→ Work instructions: Add 88 to each vertex coordinate in the answer polygons of the listing below, then write out every line of the listing again with the new values, requests included. Leave the pictures out.

→ Task input:
▼

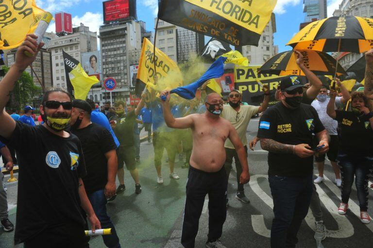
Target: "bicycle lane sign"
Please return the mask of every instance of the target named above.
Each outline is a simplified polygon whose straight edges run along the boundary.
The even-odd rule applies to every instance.
[[[107,90],[113,90],[117,87],[117,81],[113,78],[107,78],[103,82],[103,87]]]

▲

→ Reply to the exercise:
Target: "bicycle lane sign"
Please return the mask of every instance of the target named above.
Each outline is a simplified polygon whose straight edges run along the boundary.
The even-odd rule applies to every instance.
[[[195,178],[201,178],[205,175],[205,169],[201,166],[195,166],[191,170],[191,175]]]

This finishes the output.